▸ PROVIDED PASSAGE:
On Mon, Apr 05, 2021 at 04:18:58PM +0000, Al Viro wrote:
> On Mon, Apr 05, 2021 at 01:44:37PM +0200, Christian Brauner wrote:
> > On Sun, Apr 04, 2021 at 08:17:21PM +0000, Al Viro wrote:
> > > On Sun, Apr 04, 2021 at 06:50:10PM +0000, Al Viro wrote:
> > > 
> > > > > Yeah, I have at least namei.o
> > > > > 
> > > > > https://drive.google.com/file/d/1AvO1St0YltIrA86DXjp1Xg3ojtS9owGh/view?usp=sharing
> > > > 
> > > > *grumble*
> > > > 
> > > > Is it reproducible without KASAN?  Would be much easier to follow the 
> > > > produced
> > > > asm...
> > > 
> > >   Looks like inode_permission(_, NULL, _) from may_lookup(nd).  I.e.
> > > nd->inode == NULL.
> > 
> > Yeah, I already saw that.
> > 
> > > 
> > >   Mind slapping BUG_ON(!nd->inode) right before may_lookup() call in
> > > link_path_walk() and trying to reproduce that oops?
> > 
> > Yep, no problem. If you run the reproducer in a loop for a little while
> > you eventually trigger the BUG_ON() and then you get the following splat
> > (and then an endless loop) in [1] with nd->inode NULL.
> > 
> > _But_ I managed to debug this further and was able to trigger the BUG_ON()

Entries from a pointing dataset
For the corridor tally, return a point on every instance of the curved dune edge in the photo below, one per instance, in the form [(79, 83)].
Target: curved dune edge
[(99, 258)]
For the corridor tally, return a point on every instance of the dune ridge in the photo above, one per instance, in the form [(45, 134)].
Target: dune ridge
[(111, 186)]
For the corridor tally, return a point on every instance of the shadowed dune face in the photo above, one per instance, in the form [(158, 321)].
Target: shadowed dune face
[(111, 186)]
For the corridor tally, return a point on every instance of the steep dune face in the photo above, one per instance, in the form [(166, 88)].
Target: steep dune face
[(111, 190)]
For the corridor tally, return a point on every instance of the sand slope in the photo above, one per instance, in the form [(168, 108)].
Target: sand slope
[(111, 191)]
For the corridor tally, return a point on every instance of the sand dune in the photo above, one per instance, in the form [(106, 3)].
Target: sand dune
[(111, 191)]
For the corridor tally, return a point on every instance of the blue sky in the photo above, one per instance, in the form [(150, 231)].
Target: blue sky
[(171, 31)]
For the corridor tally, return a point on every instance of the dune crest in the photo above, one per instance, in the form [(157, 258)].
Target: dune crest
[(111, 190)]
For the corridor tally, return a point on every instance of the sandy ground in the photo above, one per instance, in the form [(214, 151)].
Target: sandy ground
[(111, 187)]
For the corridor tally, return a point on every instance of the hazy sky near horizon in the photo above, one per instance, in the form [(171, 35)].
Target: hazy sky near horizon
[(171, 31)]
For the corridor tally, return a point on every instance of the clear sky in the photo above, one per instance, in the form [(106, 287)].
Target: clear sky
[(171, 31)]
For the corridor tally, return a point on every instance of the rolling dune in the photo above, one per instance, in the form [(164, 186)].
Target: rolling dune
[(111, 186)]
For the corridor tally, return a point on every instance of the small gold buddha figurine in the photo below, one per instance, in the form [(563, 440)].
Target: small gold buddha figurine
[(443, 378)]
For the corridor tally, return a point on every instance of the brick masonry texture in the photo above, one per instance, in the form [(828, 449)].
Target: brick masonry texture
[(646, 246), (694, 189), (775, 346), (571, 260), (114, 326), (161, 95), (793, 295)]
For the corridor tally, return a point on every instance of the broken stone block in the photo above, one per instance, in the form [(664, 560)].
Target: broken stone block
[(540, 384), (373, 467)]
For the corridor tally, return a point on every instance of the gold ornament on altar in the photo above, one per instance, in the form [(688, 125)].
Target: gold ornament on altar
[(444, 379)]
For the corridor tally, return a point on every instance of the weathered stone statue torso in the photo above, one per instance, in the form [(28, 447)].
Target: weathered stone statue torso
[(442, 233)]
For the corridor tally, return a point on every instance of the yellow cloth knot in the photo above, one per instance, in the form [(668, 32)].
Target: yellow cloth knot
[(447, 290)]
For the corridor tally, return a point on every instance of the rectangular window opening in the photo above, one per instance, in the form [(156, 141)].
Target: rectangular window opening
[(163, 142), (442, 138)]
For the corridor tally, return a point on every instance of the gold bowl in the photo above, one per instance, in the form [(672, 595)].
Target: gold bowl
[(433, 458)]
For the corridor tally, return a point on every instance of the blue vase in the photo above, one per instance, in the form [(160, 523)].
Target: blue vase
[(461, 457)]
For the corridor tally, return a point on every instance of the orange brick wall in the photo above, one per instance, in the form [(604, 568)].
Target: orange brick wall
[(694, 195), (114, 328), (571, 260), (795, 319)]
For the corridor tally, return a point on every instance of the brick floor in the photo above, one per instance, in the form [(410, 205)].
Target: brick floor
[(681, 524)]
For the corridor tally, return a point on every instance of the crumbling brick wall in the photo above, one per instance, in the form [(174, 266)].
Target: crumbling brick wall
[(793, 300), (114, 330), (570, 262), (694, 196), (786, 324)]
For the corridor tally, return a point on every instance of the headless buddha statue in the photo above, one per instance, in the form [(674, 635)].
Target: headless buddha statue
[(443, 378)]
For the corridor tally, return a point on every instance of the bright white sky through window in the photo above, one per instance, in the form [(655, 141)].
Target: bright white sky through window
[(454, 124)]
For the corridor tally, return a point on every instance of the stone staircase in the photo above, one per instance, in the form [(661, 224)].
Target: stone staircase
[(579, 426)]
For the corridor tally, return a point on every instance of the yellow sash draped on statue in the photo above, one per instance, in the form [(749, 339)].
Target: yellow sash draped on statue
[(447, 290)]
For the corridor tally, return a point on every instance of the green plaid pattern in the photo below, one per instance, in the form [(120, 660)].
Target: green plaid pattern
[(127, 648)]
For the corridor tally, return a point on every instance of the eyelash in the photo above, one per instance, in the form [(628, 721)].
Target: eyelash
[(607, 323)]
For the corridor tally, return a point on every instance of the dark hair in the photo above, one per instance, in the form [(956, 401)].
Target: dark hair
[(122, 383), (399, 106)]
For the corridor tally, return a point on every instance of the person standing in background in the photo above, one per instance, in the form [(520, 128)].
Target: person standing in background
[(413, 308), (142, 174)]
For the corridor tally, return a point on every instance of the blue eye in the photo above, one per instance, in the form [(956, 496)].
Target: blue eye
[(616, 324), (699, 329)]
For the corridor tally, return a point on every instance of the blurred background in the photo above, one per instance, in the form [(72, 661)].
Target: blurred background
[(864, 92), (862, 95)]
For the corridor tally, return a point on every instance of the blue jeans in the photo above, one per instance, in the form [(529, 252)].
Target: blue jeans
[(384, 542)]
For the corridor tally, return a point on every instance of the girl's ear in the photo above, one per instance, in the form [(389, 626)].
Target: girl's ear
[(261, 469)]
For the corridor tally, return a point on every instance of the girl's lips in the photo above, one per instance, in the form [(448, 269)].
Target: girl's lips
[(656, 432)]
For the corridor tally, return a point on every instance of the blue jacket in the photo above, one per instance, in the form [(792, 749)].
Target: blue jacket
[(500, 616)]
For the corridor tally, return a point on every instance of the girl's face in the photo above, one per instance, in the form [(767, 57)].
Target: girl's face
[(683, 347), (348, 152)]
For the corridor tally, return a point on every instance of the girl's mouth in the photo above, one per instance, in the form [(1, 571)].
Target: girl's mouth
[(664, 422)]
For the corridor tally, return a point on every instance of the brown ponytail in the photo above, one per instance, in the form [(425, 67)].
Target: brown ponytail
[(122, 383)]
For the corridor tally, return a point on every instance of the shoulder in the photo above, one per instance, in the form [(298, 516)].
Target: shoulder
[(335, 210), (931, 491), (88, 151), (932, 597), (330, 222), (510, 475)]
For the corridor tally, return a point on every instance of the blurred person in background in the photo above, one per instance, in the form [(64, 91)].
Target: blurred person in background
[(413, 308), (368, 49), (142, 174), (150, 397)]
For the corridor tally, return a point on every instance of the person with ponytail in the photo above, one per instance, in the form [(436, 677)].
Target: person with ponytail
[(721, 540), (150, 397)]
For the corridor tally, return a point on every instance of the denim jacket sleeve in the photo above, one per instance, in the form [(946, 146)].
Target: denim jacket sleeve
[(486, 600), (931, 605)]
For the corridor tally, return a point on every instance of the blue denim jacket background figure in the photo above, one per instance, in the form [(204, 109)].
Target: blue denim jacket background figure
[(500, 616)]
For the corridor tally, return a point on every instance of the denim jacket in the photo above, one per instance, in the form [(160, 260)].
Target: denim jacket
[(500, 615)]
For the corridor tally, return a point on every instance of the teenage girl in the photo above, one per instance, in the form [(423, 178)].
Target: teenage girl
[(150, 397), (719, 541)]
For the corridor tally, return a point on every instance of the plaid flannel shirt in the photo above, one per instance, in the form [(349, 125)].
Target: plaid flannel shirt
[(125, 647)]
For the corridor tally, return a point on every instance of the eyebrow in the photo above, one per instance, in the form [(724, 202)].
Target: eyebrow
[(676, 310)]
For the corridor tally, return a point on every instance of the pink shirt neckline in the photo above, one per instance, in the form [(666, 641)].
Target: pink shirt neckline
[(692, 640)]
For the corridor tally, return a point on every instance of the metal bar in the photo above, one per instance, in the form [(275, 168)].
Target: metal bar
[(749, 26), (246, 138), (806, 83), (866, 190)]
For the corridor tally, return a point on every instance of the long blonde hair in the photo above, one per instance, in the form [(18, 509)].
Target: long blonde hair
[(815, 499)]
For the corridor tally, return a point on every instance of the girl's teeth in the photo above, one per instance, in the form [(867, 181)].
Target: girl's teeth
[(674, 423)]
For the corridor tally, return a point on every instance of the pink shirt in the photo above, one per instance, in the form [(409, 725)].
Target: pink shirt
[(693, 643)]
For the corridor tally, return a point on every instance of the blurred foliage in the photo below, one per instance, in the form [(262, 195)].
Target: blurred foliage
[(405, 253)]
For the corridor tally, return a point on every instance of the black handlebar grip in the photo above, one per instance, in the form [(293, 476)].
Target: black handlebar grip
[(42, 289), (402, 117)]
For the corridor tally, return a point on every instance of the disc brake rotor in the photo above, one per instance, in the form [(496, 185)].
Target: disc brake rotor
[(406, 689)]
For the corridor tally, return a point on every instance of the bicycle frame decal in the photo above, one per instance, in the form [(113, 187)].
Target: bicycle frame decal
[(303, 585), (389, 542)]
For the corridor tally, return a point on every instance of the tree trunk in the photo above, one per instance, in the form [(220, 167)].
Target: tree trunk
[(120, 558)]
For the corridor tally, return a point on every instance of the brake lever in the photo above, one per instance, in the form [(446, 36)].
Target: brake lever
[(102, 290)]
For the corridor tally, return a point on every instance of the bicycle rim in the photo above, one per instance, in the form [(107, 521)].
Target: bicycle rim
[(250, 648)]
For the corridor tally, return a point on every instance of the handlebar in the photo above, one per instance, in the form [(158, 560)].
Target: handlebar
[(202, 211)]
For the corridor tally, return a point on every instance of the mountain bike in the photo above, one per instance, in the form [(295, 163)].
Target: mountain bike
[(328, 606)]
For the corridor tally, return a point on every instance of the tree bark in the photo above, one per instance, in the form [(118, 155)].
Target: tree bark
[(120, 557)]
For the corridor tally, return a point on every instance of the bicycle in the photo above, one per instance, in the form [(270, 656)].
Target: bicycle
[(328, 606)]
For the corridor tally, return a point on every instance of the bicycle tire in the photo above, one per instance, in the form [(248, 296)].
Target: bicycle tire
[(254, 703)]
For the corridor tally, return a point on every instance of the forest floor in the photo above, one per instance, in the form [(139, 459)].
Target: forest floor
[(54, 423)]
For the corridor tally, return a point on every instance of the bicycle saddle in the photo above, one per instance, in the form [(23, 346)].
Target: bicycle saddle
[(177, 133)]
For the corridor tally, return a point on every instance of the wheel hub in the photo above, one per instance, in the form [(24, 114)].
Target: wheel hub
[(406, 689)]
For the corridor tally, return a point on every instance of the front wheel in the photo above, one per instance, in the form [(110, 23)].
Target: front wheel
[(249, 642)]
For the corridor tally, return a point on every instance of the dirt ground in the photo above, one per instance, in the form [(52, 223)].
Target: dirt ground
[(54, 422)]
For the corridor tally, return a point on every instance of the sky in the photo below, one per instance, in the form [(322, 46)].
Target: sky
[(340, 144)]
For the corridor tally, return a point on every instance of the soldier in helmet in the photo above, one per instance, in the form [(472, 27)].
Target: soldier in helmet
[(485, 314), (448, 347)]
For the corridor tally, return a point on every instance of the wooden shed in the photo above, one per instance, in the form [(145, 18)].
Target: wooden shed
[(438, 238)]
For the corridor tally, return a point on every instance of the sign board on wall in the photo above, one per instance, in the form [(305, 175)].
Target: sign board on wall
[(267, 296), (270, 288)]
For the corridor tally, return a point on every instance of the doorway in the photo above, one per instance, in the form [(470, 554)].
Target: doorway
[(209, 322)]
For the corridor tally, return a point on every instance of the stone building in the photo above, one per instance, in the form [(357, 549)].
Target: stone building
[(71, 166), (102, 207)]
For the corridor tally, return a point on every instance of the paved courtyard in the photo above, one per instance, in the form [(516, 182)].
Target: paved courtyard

▸ EXERCISE TASKS:
**a.** Answer these questions using the mailing-list thread about the nd->inode NULL oops:
(i) Which object file does the thread say is available at least?
(ii) Which call does Al Viro say the problem looks like, and from which function?
(iii) Where does he ask for BUG_ON(!nd->inode) to be placed?
**b.** Write the next part of the mailing-list thread about the nd->inode NULL oops, starting where the text stops.

▸ OUTPUTS IN ORDER:
**a.**
(i) namei.o
(ii) inode_permission(_, NULL, _), called from may_lookup(nd), meaning nd->inode == NULL.
(iii) Right before the may_lookup() call in link_path_walk().

**b.**
> > directly in path_init() in the AT_FDCWD branch (after all its 
> > AT_FDCWD(./file0)
> > with the patch in [3] (it's in LOOKUP_RCU) the corresponding splat is in 
> > [2].
> > So the crash happens for a PF_IO_WORKER thread with a NULL nd->inode for the
> > PF_IO_WORKER's pwd (The PF_IO_WORKER seems to be in async context.).
> 
> So we find current->fs->pwd.dentry negative, with current->fs->seq sampled
> equal before and after that?  Lovely...  The only places where we assign
> anything to ->pwd.dentry are
> void set_fs_pwd(struct fs_struct *fs, const struct path *path)
> {
>         struct path old_pwd; 
> 
>         path_get(path);
>         spin_lock(&fs->lock);
>         write_seqcount_begin(&fs->seq);
>         old_pwd = fs->pwd;
>         fs->pwd = *path;
>         write_seqcount_end(&fs->seq);
>         spin_unlock(&fs->lock);
> 
>         if (old_pwd.dentry)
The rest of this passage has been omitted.